Point placement records:

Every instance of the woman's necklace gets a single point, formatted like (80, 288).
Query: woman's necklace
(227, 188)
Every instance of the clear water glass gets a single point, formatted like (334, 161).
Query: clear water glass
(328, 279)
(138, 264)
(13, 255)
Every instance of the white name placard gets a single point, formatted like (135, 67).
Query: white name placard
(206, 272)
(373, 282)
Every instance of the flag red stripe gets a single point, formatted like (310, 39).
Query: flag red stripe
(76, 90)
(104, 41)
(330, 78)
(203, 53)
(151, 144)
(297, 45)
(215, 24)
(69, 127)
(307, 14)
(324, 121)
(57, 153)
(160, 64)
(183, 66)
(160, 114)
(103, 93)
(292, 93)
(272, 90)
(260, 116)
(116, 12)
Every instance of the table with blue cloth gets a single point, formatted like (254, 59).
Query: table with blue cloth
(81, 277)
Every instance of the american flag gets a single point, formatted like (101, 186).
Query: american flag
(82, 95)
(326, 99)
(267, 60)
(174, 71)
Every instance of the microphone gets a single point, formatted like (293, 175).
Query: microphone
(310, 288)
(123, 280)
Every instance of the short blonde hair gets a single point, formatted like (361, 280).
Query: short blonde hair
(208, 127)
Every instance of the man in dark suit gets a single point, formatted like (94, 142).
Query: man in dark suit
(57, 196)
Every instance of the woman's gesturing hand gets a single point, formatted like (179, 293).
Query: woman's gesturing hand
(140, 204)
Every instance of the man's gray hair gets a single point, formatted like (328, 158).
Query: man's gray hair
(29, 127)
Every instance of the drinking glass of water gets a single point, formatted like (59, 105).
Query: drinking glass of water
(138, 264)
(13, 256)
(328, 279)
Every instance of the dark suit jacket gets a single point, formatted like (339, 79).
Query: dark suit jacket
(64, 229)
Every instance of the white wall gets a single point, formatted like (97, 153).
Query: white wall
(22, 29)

Set exercise
Arrange the stretch of entries from the line containing "Every instance of the short" through the end of the entries as a JSON list of strings, one string per line, leaving out any blank lines.

Task answer
[
  "Every instance of the short blonde hair gets a single point, formatted like (361, 280).",
  "Query: short blonde hair",
  "(208, 127)",
  "Every instance of the man in dark suit gets a single point, formatted like (94, 142).",
  "Query: man in dark suit",
  "(57, 196)",
  "Every instance of the woman's gesturing hand gets a single point, formatted like (179, 293).",
  "Query: woman's gesturing hand",
  "(140, 204)",
  "Every instance of the man's gray hair gets a single point, formatted like (328, 158).",
  "Query: man's gray hair",
  "(29, 127)",
  "Every instance of the drinking glass of water gets a single point, formatted like (59, 105).",
  "Query: drinking glass of water",
  "(138, 264)",
  "(13, 256)",
  "(328, 279)",
  "Every instance of the dark suit jacket gets a single point, formatted like (339, 79).",
  "Query: dark suit jacket",
  "(64, 229)",
  "Every instance of the white wall gets a single point, formatted like (97, 153).",
  "Query: white wall",
  "(22, 29)"
]